_AIM OF THE EXERCISE:_
Put every line of the items below into a numbered list, skipping blank lines and leaving the pictures out.

_DATA SUPPLIED:_
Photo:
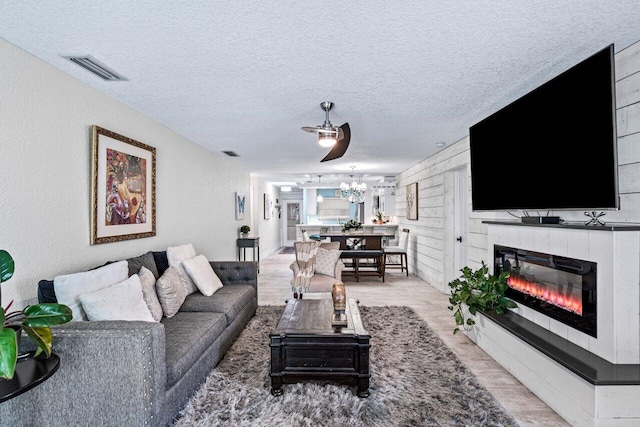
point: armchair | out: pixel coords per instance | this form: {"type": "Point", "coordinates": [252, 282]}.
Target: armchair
{"type": "Point", "coordinates": [327, 270]}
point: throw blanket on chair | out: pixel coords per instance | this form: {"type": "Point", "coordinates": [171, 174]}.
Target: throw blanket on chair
{"type": "Point", "coordinates": [305, 258]}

_REPLY TO THE EXERCISE:_
1. Photo:
2. point: armchair | out: pixel coords per instance | this form: {"type": "Point", "coordinates": [252, 282]}.
3. Target: armchair
4. {"type": "Point", "coordinates": [327, 270]}
5. point: throw blanket on chair | out: pixel coords per instance | this form: {"type": "Point", "coordinates": [171, 174]}.
6. Target: throw blanket on chair
7. {"type": "Point", "coordinates": [305, 258]}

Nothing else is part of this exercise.